THE EXERCISE:
Copy out the lines from the start of the listing through the line with "Target: runway marking", including that line. Leave the pictures out.

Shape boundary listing
━━━━━━━━━━━━━━━━━━━━━━━━━━━━━━
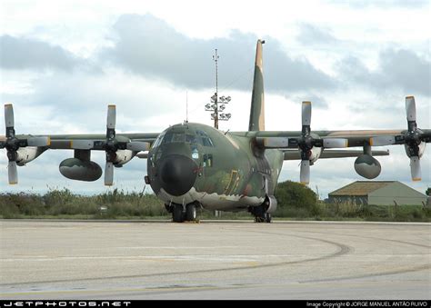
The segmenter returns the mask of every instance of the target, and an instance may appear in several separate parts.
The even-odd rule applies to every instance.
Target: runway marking
[[[258,231],[255,231],[258,232]],[[261,232],[262,233],[262,232]],[[271,233],[269,234],[278,234],[278,233]],[[196,273],[219,273],[219,272],[232,272],[232,271],[246,271],[246,270],[255,270],[258,268],[271,268],[271,267],[277,267],[277,266],[285,266],[285,265],[291,265],[291,264],[298,264],[304,263],[310,263],[310,262],[316,262],[326,260],[329,258],[337,257],[346,253],[348,253],[351,251],[351,247],[345,245],[343,243],[338,243],[336,242],[331,242],[327,240],[322,240],[320,238],[313,238],[313,237],[306,237],[306,236],[299,236],[295,234],[282,234],[284,236],[294,236],[299,238],[306,238],[310,240],[316,240],[319,242],[323,242],[326,243],[329,243],[337,247],[337,250],[335,253],[323,254],[317,257],[305,259],[305,260],[296,260],[296,261],[287,261],[287,262],[278,262],[278,263],[260,263],[257,265],[246,265],[246,266],[234,266],[234,267],[227,267],[227,268],[216,268],[216,269],[208,269],[208,270],[195,270],[195,271],[178,271],[178,272],[161,272],[161,273],[147,273],[147,274],[136,274],[136,275],[123,275],[123,276],[109,276],[109,277],[98,277],[98,278],[81,278],[81,279],[57,279],[57,280],[51,280],[51,281],[39,281],[39,282],[25,282],[25,283],[0,283],[0,286],[14,286],[14,285],[25,285],[25,284],[33,284],[33,283],[69,283],[69,282],[88,282],[88,281],[97,281],[97,280],[116,280],[116,279],[130,279],[130,278],[145,278],[145,277],[155,277],[155,276],[171,276],[171,275],[178,275],[178,274],[196,274]],[[265,255],[263,255],[265,256]],[[254,261],[254,260],[252,260]]]

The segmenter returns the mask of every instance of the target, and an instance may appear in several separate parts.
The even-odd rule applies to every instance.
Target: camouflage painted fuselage
[[[223,211],[258,206],[266,196],[274,194],[283,153],[261,150],[252,140],[251,136],[224,134],[200,124],[169,127],[148,154],[151,187],[166,204],[198,202],[205,208]],[[166,167],[164,162],[173,155],[186,160],[187,169],[193,166],[194,174],[184,175],[184,182],[193,184],[188,190],[187,185],[184,187],[186,192],[165,188],[165,182],[169,181],[166,174],[175,166]]]

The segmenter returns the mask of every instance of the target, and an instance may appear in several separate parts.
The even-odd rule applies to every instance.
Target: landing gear
[[[188,222],[196,220],[196,205],[195,204],[189,204],[185,206],[185,220]]]
[[[172,220],[174,223],[183,223],[184,222],[184,213],[182,204],[173,204],[172,210]]]
[[[263,205],[249,207],[248,212],[255,216],[255,223],[271,223],[271,214],[266,213]]]
[[[262,216],[255,216],[255,223],[271,223],[271,214],[269,213],[264,214]]]
[[[185,205],[185,211],[183,204],[172,204],[171,206],[165,205],[167,212],[172,213],[172,221],[174,223],[195,222],[196,220],[196,204],[191,203]]]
━━━━━━━━━━━━━━━━━━━━━━━━━━━━━━
ANSWER TO THIS TASK:
The segmenter returns the mask of every instance of the target, and an instance may appear in several separate parts.
The even-odd rule applies to every instance.
Target: runway marking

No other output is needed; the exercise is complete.